## Work required
Print the listing below exactly.

## Data listing
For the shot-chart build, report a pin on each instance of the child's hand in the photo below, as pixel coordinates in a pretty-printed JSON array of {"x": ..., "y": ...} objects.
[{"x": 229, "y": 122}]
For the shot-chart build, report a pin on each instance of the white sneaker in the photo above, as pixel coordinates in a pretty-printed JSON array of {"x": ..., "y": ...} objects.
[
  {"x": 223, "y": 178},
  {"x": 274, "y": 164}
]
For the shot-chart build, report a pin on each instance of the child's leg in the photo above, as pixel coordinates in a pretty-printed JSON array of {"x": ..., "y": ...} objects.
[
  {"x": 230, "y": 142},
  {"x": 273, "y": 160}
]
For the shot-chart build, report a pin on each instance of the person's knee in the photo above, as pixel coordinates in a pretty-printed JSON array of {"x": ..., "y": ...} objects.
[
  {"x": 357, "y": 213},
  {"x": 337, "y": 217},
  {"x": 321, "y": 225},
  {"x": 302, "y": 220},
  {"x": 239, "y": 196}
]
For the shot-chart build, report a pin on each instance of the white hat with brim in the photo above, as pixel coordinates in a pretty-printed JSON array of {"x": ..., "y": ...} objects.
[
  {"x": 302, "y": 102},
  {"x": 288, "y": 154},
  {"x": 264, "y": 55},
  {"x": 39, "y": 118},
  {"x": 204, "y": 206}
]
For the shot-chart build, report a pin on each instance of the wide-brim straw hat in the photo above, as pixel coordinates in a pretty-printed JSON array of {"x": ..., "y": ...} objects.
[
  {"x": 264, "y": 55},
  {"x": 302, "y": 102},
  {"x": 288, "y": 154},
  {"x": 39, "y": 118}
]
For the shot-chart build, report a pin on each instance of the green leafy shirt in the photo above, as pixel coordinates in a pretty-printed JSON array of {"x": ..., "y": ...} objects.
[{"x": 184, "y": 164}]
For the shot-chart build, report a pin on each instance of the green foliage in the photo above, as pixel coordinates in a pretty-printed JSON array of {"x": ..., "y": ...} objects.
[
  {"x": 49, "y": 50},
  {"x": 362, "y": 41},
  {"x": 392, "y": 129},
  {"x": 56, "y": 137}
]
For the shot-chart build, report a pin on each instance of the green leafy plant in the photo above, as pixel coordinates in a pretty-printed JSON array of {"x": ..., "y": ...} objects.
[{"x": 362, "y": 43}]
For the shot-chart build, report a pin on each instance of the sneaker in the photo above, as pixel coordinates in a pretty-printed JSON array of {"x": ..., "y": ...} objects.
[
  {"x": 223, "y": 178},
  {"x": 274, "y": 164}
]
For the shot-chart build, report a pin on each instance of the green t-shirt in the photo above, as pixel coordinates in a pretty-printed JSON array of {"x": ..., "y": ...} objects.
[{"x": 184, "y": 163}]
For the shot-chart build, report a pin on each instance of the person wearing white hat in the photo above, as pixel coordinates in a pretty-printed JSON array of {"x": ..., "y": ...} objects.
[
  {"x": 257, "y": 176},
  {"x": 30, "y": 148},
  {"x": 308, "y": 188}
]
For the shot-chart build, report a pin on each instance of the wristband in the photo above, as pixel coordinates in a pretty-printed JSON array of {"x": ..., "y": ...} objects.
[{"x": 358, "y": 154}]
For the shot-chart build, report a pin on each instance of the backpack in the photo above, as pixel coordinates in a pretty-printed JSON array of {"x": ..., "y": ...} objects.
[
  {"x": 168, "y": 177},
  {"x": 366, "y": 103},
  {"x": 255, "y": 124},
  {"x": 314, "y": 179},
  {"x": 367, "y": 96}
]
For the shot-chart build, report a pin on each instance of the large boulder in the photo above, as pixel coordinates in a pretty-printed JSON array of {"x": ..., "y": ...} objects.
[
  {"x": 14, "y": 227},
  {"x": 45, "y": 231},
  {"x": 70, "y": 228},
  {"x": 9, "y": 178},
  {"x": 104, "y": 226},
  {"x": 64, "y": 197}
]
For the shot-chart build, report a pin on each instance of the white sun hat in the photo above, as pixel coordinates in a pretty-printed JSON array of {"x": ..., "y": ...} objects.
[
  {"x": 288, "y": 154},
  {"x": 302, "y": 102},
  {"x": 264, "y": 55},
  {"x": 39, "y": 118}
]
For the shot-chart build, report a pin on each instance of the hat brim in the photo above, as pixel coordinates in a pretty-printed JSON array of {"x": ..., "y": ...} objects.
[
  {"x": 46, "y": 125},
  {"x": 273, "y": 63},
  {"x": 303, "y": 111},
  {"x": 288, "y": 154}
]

## Written response
For the shot-chart build, report a pin on each instance of the child's hand in the photo below, as pixel coordinates in a pretty-printed JSON array of {"x": ..., "y": ...} objects.
[{"x": 229, "y": 122}]
For the shot-chart build, report a pin on each instance of the white sneaker in the photo above, as pixel coordinates in a pretty-printed JSON array of {"x": ..., "y": ...} objects.
[
  {"x": 223, "y": 178},
  {"x": 274, "y": 164}
]
For the shot-chart build, report a pin on each instance of the child's leg in the photo above, as pixel coordinates in a pretty-printed JSON array of {"x": ..., "y": ...} objects.
[
  {"x": 230, "y": 142},
  {"x": 273, "y": 160}
]
For the shot-chart build, report a pin on each instance of the person's knee in the photo above, as pixel coordinates in a pretty-printed JSON array of {"x": ..., "y": ...} objects.
[
  {"x": 357, "y": 213},
  {"x": 337, "y": 217},
  {"x": 321, "y": 225},
  {"x": 302, "y": 220},
  {"x": 239, "y": 196}
]
For the shot-chart build, report a pin on each instance of the white hat with brim in the photo above, as pixel coordinates in a pretty-printed JSON array of {"x": ..., "y": ...} objects.
[
  {"x": 302, "y": 102},
  {"x": 288, "y": 154},
  {"x": 264, "y": 55},
  {"x": 39, "y": 118},
  {"x": 204, "y": 206}
]
For the shot-chart build, report a pin on each instance of the wide-brim straw hat in the photo above, as pixel coordinates in a pretty-printed JSON array of {"x": ..., "y": ...} objects.
[
  {"x": 264, "y": 55},
  {"x": 302, "y": 102},
  {"x": 288, "y": 154},
  {"x": 39, "y": 118}
]
For the shot-chart build, report a pin on each instance of the green leafy shirt in the photo above, as pixel coordinates in a pretty-printed JSON array of {"x": ..., "y": ...} objects.
[{"x": 184, "y": 164}]
For the shot-chart build, report a pin on each instance of the green foliage in the photo above, as pixel coordinates in a pretty-printed JSON array of {"x": ..., "y": ...} objects.
[
  {"x": 49, "y": 50},
  {"x": 362, "y": 41},
  {"x": 392, "y": 129},
  {"x": 56, "y": 137}
]
For the shot-chart build, report a pin on each instance of the green leafy plant in the photo above, as pixel coordinates in a pretty-printed JSON array of {"x": ..., "y": ...} objects.
[{"x": 362, "y": 43}]
For the shot-chart build, report a pin on each instance of the sneaker in the photo above, as pixel coordinates in a pretty-printed JSON array of {"x": ..., "y": ...} objects.
[
  {"x": 223, "y": 178},
  {"x": 274, "y": 164}
]
For the shot-chart build, report a pin on each instance of the green t-shirt in the photo above, as pixel coordinates in a pretty-printed JSON array of {"x": ..., "y": ...} objects.
[{"x": 184, "y": 163}]
For the shot-chart build, report a pin on each instance of the person wearing white hat in the photo above, as pixel coordinates in a pretty-printed JSON array of {"x": ..., "y": ...} objects.
[
  {"x": 257, "y": 176},
  {"x": 30, "y": 148},
  {"x": 308, "y": 188}
]
For the shot-chart build, report a pin on each instance of the wristband in the photo above, as pixel coordinates in a pretty-printed JSON array of {"x": ..., "y": ...} objects.
[{"x": 358, "y": 154}]
For the shot-chart build, report a pin on each instance of the backpack in the photo above, as pixel coordinates in a pretty-printed JSON array of {"x": ..., "y": ...} objects.
[
  {"x": 168, "y": 177},
  {"x": 366, "y": 103},
  {"x": 255, "y": 124},
  {"x": 314, "y": 179},
  {"x": 367, "y": 96}
]
For the shot-chart build, report a pin on each instance of the large boulder in the photo above, as pixel coordinates in a pretty-printed JSON array of {"x": ..., "y": ...} objects.
[
  {"x": 14, "y": 227},
  {"x": 45, "y": 231},
  {"x": 70, "y": 228},
  {"x": 9, "y": 178},
  {"x": 104, "y": 226},
  {"x": 64, "y": 197}
]
For the shot-chart build, report a pin on each instance of the white sun hat in the photo above, as pixel coordinates in a pretty-printed JSON array of {"x": ..., "y": ...} objects.
[
  {"x": 288, "y": 154},
  {"x": 302, "y": 102},
  {"x": 264, "y": 55},
  {"x": 39, "y": 118}
]
For the shot-chart build, report a pin on each instance of the hat brim in the photo above, as pixel coordinates in a pretty-printed JSON array of {"x": ..., "y": ...} objects.
[
  {"x": 46, "y": 125},
  {"x": 273, "y": 63},
  {"x": 303, "y": 111},
  {"x": 288, "y": 154}
]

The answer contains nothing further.